**Assignment A**
Translate this sentence from the commentary on solar farms into French: "By securing a long fallow, solar farms secure soil health on currently arable land."
**Assignment B**
In the commentary on solar farms, set down the text exactly from the words "In simple terms" up to and including the words "a useful resource.".

**Study text**

The link for Defra R&D SP08016 [8] demonstrates that the reversion of arable land to pasture is highly effective at enabling recovery of soil organic matter and has a range of additional environmental benefits that stem from this. By securing a long fallow, solar farms secure soil health on currently arable land. The agricultural land classification (ALC) grading used in planning assumes a good standard of management, so an assessment of arable land ignores that the soil organic matter has become depleted.
Whereas 70% of UK land is agricultural, the Solar Roadmap [5] estimates that just 0.4% of UK land is required to meet our solar needs. For me the debate is really how best to locate that solar, and whether the scale of this project concentrated in one area is appropriate. But you can’t meet our solar needs without actually building solar, and as previously mentioned 60% will need to be ground mount.
Storm Bert
At 52 minutes Storm Bert is mentioned. Though no mention of the causes of climate change is made, which is odd given it’s Professor Skeffington’s apparent area of expertise.
In the National Emergency briefing [7] below Professor Hayley Fowler provides insight as to the causes of extreme weather and future scenarios. This is of course why we need to reduce our carbon emissions to net zero and adapt and become resilient to increased flooding.
In simple terms for every degree C temperature rise we hold approximately 7% more water in the atmosphere. The jet stream is entering blocking patterns and slowing, and this is caused by the reduced temperature differential between the equator and the arctic as the arctic warms.
Of course it wouldn’t make sense to build solar, battery, and substations in a flood zone, but we are in a chicken and egg situation here.
What about Batteries?
From the NESO 2030 plan [4] we need 23-27 GW of battery capacity. As Professor Skeffington acknowledges at 55 mins Battery fires are rare events. [10] The UK Government Research briefing [10] is a useful resource.
“even with billions of lithium-ion cells
in circulation, there are very few safety incidents involving them”. It estimates
that only one in 40 million battery cells experience failure that results in fire. [11]
There have been at least two documented incidents of BESS fires in the UK: a
fire at a BESS site in Liverpool in September 2020 and a fire at a BESS project
under construction in Essex in February 2025.
A research paper on the incident by the Electric Power Research Institute
(EPRI), an organisation based in the United States which conducts research
on the generation, delivery, and use of electricity, notes that BESS design has
improved since the Liverpool BESS was installed in 2018:
Some newer system designs use smaller, modularized cabinets with a few
racks of batteries. The system layout limits damage because of thermal
runaway and allows a more targeted first responder approach in the event of a
fire. A report by EPRI [12] states that the global failure rate for grid-scale BESSs has decreased significantly since 2018, from almost 10 failure events per GW of storage per year, to less than one failure event per GW per year since 2020
There is much more I could say on batteries, but suffice to say they are an essential part of grid decarbonisation and fires are extremely rare.

**Source information**
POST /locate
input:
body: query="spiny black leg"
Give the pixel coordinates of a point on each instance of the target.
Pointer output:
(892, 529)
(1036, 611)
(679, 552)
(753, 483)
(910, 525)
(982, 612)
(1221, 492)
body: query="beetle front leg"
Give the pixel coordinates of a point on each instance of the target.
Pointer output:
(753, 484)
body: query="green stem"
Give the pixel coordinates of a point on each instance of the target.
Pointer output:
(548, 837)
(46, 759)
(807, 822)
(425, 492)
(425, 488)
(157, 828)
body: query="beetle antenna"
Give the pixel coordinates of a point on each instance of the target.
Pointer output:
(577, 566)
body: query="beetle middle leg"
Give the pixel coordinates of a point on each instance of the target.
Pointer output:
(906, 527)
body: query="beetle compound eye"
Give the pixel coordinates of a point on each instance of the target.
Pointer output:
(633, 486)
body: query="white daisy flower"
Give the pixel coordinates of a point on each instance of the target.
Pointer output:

**Reply A**
En garantissant une longue jachère, les fermes solaires assurent la santé des sols sur des terres actuellement arables.

**Reply B**
In simple terms for every degree C temperature rise we hold approximately 7% more water in the atmosphere. The jet stream is entering blocking patterns and slowing, and this is caused by the reduced temperature differential between the equator and the arctic as the arctic warms.
Of course it wouldn’t make sense to build solar, battery, and substations in a flood zone, but we are in a chicken and egg situation here.
What about Batteries?
From the NESO 2030 plan [4] we need 23-27 GW of battery capacity. As Professor Skeffington acknowledges at 55 mins Battery fires are rare events. [10] The UK Government Research briefing [10] is a useful resource.